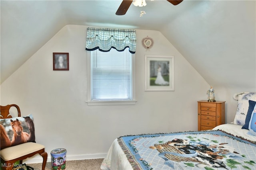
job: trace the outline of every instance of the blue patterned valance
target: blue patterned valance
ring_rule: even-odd
[[[130,53],[134,54],[136,51],[136,40],[135,30],[88,27],[86,49],[107,52],[113,48],[122,51],[129,48]]]

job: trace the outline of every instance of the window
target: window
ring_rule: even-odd
[[[129,49],[88,53],[88,104],[134,104],[134,55]]]

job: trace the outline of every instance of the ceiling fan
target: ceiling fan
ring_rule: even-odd
[[[183,0],[167,0],[174,5],[177,5],[182,2]],[[131,5],[131,4],[132,4],[133,1],[133,0],[123,0],[120,5],[120,6],[119,6],[119,8],[118,10],[117,10],[116,12],[116,15],[118,16],[122,16],[124,15],[126,13],[127,10],[128,10],[128,8],[129,8],[129,7],[130,7],[130,6]]]

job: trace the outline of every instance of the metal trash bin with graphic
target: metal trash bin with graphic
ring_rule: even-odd
[[[66,169],[66,154],[67,150],[63,148],[54,149],[51,151],[52,170]]]

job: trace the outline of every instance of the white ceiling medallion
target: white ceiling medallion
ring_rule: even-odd
[[[143,39],[142,42],[144,48],[146,49],[150,49],[152,47],[154,44],[153,39],[150,38],[148,36],[147,36],[146,38]]]

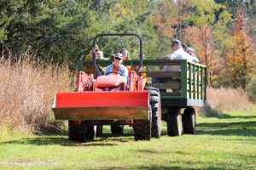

Zadanie do wykonania
Przedstaw wszystkie powyższe wiersze jako listę numerowaną i pomiń puste wiersze. Obrazów nie umieszczaj w odpowiedzi.

Odpowiedź końcowa
1. job: trace the outline of every instance of the blue patterned valance
2. target: blue patterned valance
3. ring_rule: even-odd
4. [[[130,53],[134,54],[136,51],[136,40],[135,30],[88,27],[86,49],[107,52],[113,48],[122,51],[129,48]]]
5. job: trace the outline of every instance of the window
6. target: window
7. ring_rule: even-odd
8. [[[129,49],[88,53],[88,104],[134,104],[134,55]]]
9. job: trace the outline of every instance of the ceiling fan
10. target: ceiling fan
11. ring_rule: even-odd
12. [[[183,0],[167,0],[174,5],[177,5],[182,2]],[[131,5],[131,4],[132,4],[133,1],[133,0],[123,0],[120,5],[120,6],[119,6],[119,8],[118,10],[117,10],[116,12],[116,15],[118,16],[122,16],[124,15],[126,13],[127,10],[128,10],[128,8],[129,8],[129,7],[130,7],[130,6]]]
13. job: trace the outline of every instance of the metal trash bin with graphic
14. target: metal trash bin with graphic
15. ring_rule: even-odd
16. [[[66,169],[66,154],[67,150],[63,148],[54,149],[51,151],[52,170]]]
17. job: trace the outline of every instance of the white ceiling medallion
18. target: white ceiling medallion
19. ring_rule: even-odd
20. [[[143,39],[142,42],[144,48],[146,49],[150,49],[152,47],[154,44],[153,39],[150,38],[148,36],[147,36],[146,38]]]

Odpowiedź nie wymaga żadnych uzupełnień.